Selected passage section start
So what changed? In the same week I read two thought-provoking articles. One was in The New Yorker, The Mind-Expanding Ideas of Andy Clark. Its subtitle says it all: The tools we use to help us think — from language to smartphones — may be part of thought itself. This long piece describes Clark’s attempt to better understand what consciousness is, and what are its boundaries. In other words, where do we as thinking humans end and the world we perceive begin? He comes to recognize that there is a reason we perceive the world based on our five senses. Our brains are built to keep us alive and able to reproduce. Nothing more. All the bonus tracks in our brain’s Greatest Hits playlist … Making art, considering the cosmos, perceiving a future and a past … these are all artifacts of a consciousness that moves our limbs through space.

To some people, perception — the transmitting of all the sensory noise from the world — seemed the natural boundary between world and mind. Clark had already questioned this boundary with his theory of the extended mind. Then, in the early aughts, he heard about a theory of perception that seemed to him to describe how the mind, even as conventionally understood, did not stay passively distant from the world but reached out into it. It was called predictive processing.

Predictive processing starts with our bodies. For instance, we don’t move our arm when it’s at rest. We imagine it moving — predict its movement — and when our arm gets the memo it responds. Or not. If we are paralyzed, or that arm is currently in the jaws of a bear, it sends the bad news back to our brains. And so it goes. In a similar way we project this feedback loop out into the world. But we are limited by our own sense of it. Domestication of canines was such a game-changer because we suddenly had assistants with different senses and perceptions. Together humans and dogs became a Dynamic Duo … A prehistoric Batman and Robin. But Robin always knew who was the alpha in this relationship. Right now there is another domestication taking place. It’s not of a plant or an animal, but of a complicated digital application. If that seems a stretch … If grouping these three together — plants, animals and applications — keep in mind that domesticating all of them means altering digital information.
Selected passage section end
Dataset section start
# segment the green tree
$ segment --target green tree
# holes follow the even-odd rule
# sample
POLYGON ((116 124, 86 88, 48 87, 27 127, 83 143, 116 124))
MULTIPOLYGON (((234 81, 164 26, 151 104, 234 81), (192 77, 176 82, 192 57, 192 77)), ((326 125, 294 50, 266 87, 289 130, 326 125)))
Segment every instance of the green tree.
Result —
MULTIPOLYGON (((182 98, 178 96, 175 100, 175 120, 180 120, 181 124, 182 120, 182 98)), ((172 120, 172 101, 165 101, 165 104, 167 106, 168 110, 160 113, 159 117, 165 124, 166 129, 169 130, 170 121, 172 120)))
Dataset section end
## To do
**a.** In the passage on Andy Clark's ideas, what three kinds of things are grouped together as subjects of domestication?
**b.** Write out the passage on Andy Clark's ideas, starting at "To some people, perception" and ending at "called predictive processing.".
The listing has nothing to do with the passage on Andy Clark's ideas.

## Task-by-task solutions
**a.** Plants, animals and applications.

**b.**
To some people, perception — the transmitting of all the sensory noise from the world — seemed the natural boundary between world and mind. Clark had already questioned this boundary with his theory of the extended mind. Then, in the early aughts, he heard about a theory of perception that seemed to him to describe how the mind, even as conventionally understood, did not stay passively distant from the world but reached out into it. It was called predictive processing.